PASSAGE SHOWN:
Betting and gaming giant bet365 has again reported significant gains in turnover and profit for its financial year ended March 25th, 2018, with the operator highlighting the performance of the sports vertical in particular.
Total turnover – for a period that did not coincide with any major sporting events – grew 25% year-on-year to £2.86bn. This was driven primarily by growth in sports and gaming turnover to £2.712bn, up 26% from the prior year, with customers wagering £52.56bn over the period, up 12%.
Stoke-based bet365's co-chief executive Denise Coates said the sports offering had been strengthened by a number of enhancements to its product offering during the year. This included the launch of a bet-builder product and the roll-out of early payout functionality for high-profile sporting events.
The operator also expanded the number of live sporting events over the year to around 160,000, with new sports such as eSports added. This helped amounts wagered on sports grow 12% year-on-year, with the number of active customers for the year climbing 4%.
In-play betting was by far the most popular form of wagering, accounting for 77% of sports revenue, while revenue from mobile betting grew 29% to consolidate its position as customers’ favoured channel.

SET TASK 1: Copy the rows word for word, starting at the line that contains "[indicate] the forest" and continuing through the last row, with both ends included.
The passage on bet365's results and the rows that follow have no connection to each other.

GIVEN RECORDS:
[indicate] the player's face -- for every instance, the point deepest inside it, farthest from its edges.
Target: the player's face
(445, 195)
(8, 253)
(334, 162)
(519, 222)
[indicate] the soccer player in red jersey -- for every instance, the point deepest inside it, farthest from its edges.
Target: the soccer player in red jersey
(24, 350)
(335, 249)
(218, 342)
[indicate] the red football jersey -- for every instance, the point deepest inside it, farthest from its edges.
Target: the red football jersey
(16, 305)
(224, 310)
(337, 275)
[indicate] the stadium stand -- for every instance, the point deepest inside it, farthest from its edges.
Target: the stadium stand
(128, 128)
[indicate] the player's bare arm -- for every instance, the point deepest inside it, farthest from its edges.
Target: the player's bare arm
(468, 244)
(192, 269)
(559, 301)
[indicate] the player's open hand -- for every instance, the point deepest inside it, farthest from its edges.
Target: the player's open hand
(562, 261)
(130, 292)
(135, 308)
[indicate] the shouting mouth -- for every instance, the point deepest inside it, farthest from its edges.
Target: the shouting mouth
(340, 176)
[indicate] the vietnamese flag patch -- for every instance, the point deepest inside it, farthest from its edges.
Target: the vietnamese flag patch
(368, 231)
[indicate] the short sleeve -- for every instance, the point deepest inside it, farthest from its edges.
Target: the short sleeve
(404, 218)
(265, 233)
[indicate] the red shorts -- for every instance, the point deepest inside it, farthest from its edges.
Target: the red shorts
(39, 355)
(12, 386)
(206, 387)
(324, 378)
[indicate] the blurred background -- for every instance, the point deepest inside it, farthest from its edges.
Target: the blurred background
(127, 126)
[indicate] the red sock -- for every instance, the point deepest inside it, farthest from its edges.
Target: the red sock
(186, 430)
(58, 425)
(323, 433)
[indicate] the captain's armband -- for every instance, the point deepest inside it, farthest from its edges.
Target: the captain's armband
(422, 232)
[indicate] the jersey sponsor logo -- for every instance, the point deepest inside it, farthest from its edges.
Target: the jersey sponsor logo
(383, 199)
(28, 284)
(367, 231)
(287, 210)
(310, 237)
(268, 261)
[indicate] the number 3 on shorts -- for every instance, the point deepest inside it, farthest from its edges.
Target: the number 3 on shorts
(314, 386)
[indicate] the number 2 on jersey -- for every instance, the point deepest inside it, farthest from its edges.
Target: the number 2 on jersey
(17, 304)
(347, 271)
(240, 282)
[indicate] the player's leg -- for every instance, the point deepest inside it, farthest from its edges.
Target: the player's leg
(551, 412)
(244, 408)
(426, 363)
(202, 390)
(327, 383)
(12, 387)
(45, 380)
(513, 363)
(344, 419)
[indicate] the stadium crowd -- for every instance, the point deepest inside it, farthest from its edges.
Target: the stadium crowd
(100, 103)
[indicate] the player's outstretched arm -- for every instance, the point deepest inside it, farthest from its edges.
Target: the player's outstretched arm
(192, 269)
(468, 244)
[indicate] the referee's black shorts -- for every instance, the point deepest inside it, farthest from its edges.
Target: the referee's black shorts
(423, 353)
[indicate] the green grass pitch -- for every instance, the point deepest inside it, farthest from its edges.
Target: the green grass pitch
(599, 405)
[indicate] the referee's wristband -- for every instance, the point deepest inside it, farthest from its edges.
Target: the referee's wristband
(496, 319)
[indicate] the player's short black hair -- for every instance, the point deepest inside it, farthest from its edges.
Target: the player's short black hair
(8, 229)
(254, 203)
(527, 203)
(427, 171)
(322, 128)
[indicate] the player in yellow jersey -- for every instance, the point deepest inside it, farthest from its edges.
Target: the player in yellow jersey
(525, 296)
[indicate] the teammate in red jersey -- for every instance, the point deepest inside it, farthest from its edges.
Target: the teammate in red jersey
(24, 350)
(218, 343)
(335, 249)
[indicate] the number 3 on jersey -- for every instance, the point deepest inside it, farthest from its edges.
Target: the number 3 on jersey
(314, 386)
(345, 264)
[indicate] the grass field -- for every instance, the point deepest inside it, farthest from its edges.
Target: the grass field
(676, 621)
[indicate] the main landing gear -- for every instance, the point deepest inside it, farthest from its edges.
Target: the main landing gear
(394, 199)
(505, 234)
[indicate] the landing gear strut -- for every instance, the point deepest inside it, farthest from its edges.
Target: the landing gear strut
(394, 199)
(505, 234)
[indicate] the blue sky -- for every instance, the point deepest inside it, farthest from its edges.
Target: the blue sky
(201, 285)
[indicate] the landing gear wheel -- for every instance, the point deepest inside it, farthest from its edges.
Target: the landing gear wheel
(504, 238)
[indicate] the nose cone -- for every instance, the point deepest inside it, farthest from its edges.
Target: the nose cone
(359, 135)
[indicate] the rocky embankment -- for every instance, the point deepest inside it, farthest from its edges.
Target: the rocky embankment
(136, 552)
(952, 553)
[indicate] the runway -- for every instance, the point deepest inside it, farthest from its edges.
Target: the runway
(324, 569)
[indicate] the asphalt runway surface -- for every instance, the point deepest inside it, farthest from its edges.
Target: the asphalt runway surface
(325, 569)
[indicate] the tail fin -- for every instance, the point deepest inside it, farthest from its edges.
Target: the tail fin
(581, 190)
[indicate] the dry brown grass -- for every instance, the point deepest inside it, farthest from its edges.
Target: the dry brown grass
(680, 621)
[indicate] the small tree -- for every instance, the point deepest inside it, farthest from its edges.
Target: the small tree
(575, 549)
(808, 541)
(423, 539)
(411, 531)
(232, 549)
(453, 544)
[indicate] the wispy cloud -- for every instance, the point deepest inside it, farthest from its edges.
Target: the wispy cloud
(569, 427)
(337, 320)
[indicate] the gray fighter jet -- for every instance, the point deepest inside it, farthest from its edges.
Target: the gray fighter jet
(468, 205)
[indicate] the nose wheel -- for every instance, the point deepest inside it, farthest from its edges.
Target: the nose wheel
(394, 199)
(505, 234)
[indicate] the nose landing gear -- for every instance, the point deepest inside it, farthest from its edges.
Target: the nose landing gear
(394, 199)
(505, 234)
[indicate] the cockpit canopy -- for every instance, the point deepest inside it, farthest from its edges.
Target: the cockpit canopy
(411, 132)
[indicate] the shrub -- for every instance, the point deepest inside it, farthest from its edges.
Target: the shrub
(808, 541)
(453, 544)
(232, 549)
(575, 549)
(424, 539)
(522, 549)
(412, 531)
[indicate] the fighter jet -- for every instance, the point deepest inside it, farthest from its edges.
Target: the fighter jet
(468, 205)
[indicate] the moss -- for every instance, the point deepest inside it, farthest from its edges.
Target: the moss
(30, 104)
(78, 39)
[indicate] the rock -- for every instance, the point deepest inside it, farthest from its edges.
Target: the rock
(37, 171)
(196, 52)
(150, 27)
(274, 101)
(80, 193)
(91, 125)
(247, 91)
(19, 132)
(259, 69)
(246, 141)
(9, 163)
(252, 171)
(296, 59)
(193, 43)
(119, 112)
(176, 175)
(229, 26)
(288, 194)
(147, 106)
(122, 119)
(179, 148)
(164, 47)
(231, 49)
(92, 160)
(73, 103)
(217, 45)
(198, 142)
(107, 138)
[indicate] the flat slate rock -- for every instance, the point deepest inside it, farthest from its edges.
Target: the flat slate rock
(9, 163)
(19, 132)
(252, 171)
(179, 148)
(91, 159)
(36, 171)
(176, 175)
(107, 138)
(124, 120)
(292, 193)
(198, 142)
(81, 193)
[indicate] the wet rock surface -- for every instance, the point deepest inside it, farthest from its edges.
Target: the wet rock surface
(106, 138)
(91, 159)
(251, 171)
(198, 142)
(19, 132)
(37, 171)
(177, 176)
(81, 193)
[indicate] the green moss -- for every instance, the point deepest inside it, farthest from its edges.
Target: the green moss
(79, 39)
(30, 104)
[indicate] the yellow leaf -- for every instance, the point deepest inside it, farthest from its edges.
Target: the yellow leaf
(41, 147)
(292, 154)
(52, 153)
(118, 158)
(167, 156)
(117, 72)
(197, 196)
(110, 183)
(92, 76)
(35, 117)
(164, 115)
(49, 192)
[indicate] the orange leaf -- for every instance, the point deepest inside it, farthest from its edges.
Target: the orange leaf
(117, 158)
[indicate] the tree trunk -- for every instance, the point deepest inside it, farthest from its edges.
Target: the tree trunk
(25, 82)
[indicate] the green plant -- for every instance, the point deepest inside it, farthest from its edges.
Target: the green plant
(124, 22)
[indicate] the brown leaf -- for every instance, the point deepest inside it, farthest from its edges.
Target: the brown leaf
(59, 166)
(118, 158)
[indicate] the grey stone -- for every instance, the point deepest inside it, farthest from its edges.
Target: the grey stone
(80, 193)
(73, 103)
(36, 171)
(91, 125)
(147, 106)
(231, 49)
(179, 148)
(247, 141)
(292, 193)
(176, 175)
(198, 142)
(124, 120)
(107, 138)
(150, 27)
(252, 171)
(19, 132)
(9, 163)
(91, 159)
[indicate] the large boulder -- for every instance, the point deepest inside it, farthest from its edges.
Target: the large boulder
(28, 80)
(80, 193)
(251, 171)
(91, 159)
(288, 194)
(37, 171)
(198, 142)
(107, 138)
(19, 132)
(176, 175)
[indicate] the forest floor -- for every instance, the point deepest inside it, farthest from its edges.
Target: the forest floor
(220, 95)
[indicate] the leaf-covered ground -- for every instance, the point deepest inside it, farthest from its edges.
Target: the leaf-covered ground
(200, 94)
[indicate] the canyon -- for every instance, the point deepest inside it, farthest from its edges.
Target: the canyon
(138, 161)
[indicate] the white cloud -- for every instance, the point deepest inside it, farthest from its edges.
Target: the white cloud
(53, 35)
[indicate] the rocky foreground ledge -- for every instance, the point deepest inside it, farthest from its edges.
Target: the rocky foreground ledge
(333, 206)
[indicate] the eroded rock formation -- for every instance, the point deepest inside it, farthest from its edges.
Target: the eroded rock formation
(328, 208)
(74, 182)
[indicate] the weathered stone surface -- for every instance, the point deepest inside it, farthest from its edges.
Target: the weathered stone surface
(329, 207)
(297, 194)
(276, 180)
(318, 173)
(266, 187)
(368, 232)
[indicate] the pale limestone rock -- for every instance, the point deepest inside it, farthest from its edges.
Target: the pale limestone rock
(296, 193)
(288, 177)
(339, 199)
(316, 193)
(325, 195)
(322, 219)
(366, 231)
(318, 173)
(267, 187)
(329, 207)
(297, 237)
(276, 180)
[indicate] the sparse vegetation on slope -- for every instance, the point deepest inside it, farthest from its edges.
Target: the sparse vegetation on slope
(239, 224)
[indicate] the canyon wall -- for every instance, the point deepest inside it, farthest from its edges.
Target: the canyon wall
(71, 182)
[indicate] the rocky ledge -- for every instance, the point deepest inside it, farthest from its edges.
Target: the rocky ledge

SET TASK 2:
Answer these questions using the passage on bet365's results.
(a) By what percentage did total turnover grow year-on-year?
(b) About how many live sporting events did the operator offer over the year?
(c) What share of sports revenue came from in-play betting?

COMPLETE OUTPUT 1:
[indicate] the forest floor -- for every instance, the point deepest inside it, farthest from its edges.
Target: the forest floor
(220, 95)
[indicate] the leaf-covered ground -- for every instance, the point deepest inside it, farthest from its edges.
Target: the leaf-covered ground
(200, 94)
[indicate] the canyon -- for every instance, the point deepest inside it, farthest from its edges.
Target: the canyon
(138, 161)
[indicate] the white cloud -- for every instance, the point deepest inside it, farthest from its edges.
Target: the white cloud
(53, 35)
[indicate] the rocky foreground ledge -- for every instance, the point deepest inside it, farthest from its edges.
Target: the rocky foreground ledge
(333, 206)
[indicate] the eroded rock formation -- for every instance, the point deepest inside it, farthest from its edges.
Target: the eroded rock formation
(328, 208)
(74, 182)
[indicate] the weathered stone surface -- for every instance, the point deepest inside it, farthest from its edges.
Target: the weathered stone surface
(329, 207)
(297, 194)
(276, 180)
(318, 173)
(266, 187)
(368, 232)
[indicate] the pale limestone rock -- for every instance, the point deepest inside it, farthest from its edges.
Target: the pale limestone rock
(296, 193)
(288, 177)
(339, 199)
(316, 193)
(325, 195)
(322, 219)
(366, 231)
(318, 173)
(267, 187)
(329, 207)
(297, 237)
(276, 180)
[indicate] the sparse vegetation on slope -- for every instance, the point deepest inside it, farthest from its edges.
Target: the sparse vegetation on slope
(239, 224)
[indicate] the canyon wall -- for every instance, the point deepest inside it, farthest from its edges.
Target: the canyon wall
(71, 182)
[indicate] the rocky ledge -- for every instance, the point deepest inside it, farthest from its edges.
Target: the rocky ledge

COMPLETE OUTPUT 2:
(a) 25%
(b) Around 160,000
(c) 77%